EXERCISE REQUIREMENTS> This task calls for copying every line in the data below that contains the word "rock".

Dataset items
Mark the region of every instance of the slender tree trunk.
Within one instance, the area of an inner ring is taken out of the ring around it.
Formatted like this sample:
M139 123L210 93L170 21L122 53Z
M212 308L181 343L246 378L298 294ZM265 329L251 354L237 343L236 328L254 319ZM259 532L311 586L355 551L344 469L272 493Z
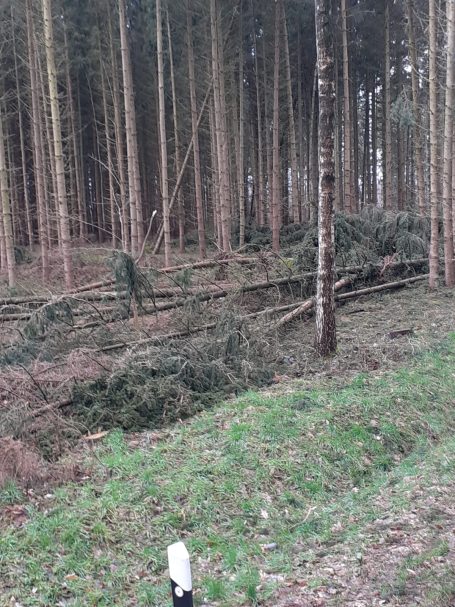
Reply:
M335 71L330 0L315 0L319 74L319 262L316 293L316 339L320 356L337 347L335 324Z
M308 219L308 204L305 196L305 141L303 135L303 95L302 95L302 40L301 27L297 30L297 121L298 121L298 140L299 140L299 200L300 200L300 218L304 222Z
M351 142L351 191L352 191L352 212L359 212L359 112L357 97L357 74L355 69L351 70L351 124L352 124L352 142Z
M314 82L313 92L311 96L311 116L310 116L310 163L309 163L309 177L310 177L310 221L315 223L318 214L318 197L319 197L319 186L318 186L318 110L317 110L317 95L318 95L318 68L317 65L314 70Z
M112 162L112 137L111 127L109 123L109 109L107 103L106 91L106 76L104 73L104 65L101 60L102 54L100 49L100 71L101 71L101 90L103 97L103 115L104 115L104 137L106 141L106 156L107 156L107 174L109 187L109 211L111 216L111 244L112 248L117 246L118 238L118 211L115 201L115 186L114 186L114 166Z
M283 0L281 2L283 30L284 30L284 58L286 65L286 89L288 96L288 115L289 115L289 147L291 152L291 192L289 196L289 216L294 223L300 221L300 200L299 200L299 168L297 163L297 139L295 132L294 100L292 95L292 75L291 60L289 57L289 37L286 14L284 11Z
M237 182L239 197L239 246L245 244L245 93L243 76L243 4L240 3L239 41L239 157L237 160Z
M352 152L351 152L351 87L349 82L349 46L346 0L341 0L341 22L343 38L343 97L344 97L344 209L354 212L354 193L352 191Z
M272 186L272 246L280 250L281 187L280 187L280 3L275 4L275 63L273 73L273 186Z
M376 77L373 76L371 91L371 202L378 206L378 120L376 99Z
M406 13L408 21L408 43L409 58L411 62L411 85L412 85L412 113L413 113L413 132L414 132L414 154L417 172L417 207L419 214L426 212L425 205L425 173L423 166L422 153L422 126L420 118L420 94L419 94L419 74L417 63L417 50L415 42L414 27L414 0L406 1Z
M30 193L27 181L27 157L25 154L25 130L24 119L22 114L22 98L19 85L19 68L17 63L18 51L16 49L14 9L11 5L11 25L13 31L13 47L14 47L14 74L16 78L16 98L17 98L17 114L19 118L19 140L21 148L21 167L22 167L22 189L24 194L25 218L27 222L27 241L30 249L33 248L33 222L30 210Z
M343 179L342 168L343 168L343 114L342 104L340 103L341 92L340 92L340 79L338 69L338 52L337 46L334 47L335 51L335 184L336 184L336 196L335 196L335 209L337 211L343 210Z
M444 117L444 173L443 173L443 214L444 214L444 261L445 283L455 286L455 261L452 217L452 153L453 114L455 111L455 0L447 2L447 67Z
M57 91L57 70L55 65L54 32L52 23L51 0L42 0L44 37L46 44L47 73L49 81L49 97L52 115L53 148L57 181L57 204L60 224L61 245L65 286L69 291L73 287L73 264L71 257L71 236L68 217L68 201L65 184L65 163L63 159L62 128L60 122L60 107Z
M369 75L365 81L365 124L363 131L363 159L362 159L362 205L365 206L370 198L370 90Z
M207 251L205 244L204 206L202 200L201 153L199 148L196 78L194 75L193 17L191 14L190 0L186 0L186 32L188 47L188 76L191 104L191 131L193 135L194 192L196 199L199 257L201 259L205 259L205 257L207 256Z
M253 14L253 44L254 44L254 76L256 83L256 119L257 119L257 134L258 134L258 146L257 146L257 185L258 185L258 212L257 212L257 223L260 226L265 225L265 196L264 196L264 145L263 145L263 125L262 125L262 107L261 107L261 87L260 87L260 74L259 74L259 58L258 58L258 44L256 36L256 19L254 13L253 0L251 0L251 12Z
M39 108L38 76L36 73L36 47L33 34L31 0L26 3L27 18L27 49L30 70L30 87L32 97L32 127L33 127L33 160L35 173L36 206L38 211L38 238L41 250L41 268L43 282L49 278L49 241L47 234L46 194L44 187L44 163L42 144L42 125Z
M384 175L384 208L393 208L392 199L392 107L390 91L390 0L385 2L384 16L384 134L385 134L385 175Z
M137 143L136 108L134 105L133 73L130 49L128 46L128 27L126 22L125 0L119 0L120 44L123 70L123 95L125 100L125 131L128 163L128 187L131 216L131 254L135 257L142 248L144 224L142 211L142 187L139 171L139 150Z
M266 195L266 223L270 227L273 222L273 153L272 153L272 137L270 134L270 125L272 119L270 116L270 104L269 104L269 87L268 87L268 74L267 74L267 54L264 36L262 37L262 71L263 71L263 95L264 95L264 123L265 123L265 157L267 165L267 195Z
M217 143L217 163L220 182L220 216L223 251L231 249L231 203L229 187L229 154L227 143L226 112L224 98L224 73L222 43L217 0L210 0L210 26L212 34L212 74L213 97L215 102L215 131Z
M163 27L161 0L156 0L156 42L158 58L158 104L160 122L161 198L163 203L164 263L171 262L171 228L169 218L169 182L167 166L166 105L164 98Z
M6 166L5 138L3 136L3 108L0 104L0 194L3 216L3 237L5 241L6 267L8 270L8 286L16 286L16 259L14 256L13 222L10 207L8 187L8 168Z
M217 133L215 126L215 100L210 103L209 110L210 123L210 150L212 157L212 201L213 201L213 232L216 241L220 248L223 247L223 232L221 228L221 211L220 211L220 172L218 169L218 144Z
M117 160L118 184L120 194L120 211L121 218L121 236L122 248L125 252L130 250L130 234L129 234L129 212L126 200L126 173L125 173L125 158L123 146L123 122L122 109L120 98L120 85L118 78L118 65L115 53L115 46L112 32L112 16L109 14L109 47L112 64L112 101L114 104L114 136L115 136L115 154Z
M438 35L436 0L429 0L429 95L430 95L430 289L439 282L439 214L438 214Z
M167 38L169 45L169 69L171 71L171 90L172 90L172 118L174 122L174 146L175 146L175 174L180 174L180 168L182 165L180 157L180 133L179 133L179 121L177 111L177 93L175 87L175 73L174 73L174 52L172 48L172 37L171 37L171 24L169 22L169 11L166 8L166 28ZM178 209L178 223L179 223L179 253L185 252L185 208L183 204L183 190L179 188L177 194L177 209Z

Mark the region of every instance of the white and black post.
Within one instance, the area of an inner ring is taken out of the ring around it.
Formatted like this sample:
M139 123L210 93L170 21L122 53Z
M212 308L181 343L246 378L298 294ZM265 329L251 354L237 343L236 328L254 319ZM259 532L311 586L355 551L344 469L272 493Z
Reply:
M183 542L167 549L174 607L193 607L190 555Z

---

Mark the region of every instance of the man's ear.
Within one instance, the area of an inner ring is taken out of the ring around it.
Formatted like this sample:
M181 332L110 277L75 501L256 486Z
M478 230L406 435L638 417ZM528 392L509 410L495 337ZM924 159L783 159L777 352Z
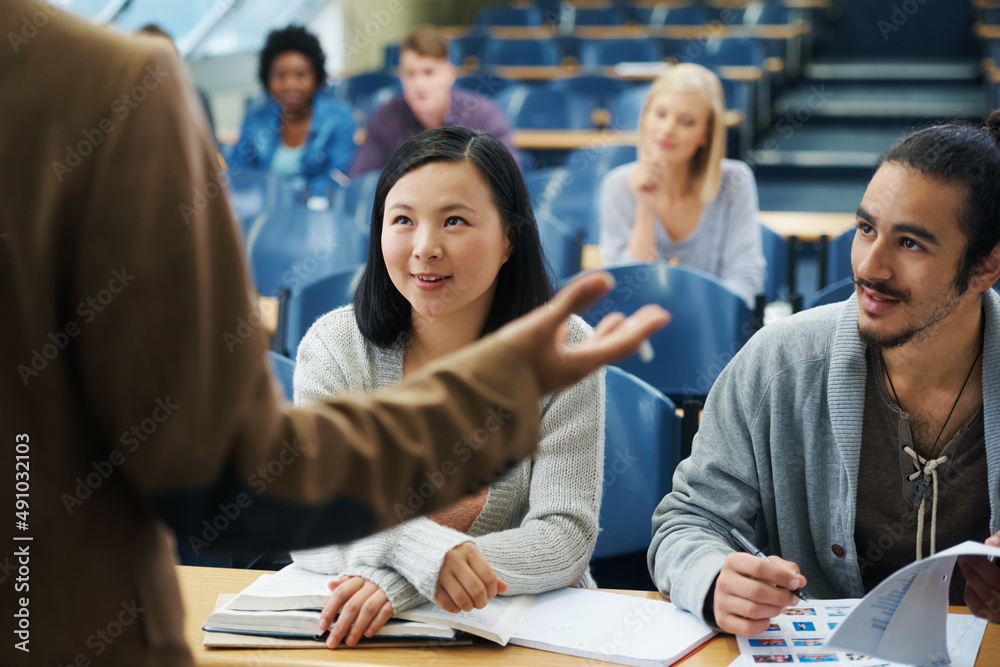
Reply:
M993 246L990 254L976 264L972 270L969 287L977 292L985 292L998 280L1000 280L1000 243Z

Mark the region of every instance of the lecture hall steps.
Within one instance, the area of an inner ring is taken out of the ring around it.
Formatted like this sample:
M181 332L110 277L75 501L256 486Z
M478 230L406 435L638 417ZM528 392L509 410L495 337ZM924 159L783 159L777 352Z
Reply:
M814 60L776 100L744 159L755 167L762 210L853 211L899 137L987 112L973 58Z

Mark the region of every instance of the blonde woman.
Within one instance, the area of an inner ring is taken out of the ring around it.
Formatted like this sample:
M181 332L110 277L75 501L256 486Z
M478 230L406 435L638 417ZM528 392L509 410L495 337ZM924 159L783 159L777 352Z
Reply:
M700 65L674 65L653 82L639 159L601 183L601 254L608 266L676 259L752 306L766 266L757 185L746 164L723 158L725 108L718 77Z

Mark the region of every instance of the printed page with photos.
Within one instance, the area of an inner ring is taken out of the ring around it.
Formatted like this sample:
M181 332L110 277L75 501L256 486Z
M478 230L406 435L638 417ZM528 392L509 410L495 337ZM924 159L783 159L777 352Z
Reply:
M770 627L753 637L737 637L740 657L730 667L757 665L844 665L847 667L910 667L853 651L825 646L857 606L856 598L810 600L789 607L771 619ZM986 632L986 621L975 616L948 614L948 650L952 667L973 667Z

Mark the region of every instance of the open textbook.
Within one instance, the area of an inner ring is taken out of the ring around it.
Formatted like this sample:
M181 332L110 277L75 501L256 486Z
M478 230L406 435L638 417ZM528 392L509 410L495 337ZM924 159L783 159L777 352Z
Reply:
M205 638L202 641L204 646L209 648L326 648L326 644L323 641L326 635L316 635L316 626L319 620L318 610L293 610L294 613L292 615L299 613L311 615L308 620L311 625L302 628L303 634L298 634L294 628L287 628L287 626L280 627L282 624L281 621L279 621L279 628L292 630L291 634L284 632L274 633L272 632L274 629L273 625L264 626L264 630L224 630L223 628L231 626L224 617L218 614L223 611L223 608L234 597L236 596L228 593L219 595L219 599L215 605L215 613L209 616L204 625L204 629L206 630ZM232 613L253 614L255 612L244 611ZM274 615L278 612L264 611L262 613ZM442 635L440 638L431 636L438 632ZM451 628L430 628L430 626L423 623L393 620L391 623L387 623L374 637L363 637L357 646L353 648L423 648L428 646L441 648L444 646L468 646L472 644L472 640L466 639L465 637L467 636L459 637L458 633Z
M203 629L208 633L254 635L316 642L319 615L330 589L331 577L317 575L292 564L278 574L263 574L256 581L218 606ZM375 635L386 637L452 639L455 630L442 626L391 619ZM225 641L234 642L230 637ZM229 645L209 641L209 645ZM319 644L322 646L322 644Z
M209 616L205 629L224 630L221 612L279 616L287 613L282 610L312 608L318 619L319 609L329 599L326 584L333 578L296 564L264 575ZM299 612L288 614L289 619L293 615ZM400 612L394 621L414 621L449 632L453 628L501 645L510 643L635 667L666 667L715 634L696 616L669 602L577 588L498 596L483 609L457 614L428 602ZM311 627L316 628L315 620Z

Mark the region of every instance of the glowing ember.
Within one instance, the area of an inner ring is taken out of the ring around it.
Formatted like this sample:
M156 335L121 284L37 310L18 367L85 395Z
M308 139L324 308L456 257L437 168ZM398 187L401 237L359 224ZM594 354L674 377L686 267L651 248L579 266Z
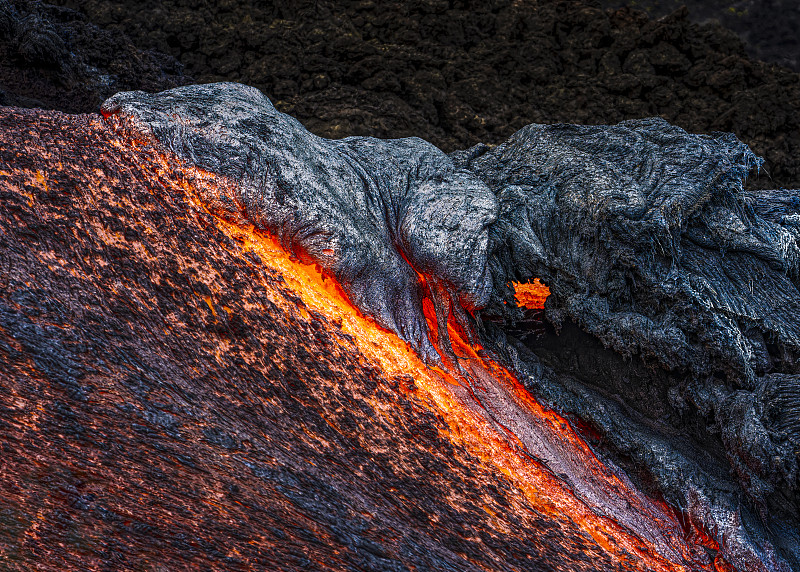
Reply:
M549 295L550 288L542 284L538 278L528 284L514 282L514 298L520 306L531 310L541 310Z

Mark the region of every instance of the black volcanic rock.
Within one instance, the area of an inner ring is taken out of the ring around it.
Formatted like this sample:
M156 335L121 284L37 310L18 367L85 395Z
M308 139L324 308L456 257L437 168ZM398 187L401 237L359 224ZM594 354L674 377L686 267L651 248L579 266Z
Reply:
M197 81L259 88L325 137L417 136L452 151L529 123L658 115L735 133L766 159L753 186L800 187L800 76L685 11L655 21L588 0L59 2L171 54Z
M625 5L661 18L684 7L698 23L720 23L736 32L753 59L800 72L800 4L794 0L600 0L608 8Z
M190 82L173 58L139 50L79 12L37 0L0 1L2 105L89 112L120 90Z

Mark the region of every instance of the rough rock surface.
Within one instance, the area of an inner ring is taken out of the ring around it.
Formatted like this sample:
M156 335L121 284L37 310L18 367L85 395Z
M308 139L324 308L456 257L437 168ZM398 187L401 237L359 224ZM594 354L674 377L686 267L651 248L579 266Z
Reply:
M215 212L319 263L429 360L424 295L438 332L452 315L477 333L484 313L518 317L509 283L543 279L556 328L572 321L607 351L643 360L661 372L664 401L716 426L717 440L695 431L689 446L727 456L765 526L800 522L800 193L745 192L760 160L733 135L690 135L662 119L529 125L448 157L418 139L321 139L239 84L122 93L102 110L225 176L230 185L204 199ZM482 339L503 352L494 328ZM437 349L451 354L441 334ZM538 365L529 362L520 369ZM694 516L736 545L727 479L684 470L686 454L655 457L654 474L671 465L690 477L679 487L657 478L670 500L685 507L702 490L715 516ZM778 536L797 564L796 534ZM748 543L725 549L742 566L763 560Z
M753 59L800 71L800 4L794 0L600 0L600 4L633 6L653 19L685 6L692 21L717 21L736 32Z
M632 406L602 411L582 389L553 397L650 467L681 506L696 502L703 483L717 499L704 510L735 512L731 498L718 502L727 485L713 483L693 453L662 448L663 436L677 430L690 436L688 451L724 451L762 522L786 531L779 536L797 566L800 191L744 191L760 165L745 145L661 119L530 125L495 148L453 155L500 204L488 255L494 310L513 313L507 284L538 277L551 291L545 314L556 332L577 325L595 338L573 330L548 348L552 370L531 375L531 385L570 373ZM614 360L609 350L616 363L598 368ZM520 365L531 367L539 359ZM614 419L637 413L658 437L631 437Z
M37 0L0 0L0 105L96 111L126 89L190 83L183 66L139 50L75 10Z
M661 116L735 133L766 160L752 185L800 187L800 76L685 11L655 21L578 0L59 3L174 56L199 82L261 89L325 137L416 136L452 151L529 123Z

---

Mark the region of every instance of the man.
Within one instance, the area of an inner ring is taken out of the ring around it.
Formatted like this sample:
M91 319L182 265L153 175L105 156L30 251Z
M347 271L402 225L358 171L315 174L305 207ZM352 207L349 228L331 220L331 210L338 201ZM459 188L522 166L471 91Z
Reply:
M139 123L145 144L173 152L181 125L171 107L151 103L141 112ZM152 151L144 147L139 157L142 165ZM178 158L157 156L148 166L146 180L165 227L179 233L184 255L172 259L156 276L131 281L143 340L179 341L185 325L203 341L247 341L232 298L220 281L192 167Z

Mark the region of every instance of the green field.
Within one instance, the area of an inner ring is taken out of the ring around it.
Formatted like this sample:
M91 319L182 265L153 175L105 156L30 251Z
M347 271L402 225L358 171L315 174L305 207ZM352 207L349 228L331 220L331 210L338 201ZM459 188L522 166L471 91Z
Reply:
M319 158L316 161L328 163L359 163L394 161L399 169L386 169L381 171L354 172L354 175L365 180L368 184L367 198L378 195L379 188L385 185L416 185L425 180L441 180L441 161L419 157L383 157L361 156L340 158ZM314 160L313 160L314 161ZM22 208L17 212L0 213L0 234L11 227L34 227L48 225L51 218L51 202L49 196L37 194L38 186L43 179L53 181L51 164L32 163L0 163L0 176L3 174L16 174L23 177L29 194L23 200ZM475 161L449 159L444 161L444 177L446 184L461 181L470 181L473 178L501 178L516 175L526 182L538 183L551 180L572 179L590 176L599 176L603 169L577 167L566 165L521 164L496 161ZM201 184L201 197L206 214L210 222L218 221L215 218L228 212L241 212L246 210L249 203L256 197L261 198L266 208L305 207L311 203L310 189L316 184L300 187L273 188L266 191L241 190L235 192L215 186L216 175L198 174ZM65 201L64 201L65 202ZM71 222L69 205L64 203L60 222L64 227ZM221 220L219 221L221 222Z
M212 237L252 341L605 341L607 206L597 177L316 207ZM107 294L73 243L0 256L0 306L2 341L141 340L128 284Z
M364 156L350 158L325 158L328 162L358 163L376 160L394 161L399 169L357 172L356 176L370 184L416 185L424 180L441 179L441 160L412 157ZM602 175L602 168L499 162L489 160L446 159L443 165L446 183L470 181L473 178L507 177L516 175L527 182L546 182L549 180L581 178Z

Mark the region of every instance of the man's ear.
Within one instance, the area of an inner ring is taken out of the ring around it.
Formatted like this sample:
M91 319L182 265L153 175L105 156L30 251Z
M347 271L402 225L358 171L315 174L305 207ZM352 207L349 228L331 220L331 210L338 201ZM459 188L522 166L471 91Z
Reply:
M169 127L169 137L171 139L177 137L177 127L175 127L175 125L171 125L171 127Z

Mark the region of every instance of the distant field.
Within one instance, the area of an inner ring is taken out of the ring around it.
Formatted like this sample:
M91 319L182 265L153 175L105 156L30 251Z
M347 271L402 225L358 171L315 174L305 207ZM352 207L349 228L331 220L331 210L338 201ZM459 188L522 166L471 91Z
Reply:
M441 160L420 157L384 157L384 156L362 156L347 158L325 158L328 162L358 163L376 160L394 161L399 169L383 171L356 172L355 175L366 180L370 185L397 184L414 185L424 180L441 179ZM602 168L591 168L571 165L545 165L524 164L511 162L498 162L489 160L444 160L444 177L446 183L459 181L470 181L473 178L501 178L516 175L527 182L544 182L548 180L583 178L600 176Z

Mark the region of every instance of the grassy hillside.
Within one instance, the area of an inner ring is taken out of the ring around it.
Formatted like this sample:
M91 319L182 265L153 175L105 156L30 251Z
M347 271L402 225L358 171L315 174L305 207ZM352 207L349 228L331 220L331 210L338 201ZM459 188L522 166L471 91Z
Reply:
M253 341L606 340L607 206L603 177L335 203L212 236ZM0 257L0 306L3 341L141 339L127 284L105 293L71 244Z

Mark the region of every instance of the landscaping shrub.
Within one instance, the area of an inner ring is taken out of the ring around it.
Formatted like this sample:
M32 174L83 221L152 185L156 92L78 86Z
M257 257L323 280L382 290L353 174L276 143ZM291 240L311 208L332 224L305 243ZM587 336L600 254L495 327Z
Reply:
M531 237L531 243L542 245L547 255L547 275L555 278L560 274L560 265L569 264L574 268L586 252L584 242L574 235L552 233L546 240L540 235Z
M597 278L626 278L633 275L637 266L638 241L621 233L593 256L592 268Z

RESPONSE FOR THIS EXERCISE>
Mark the region of every instance of the black volcanic rock.
Mark the region of every instance of the rough rock surface.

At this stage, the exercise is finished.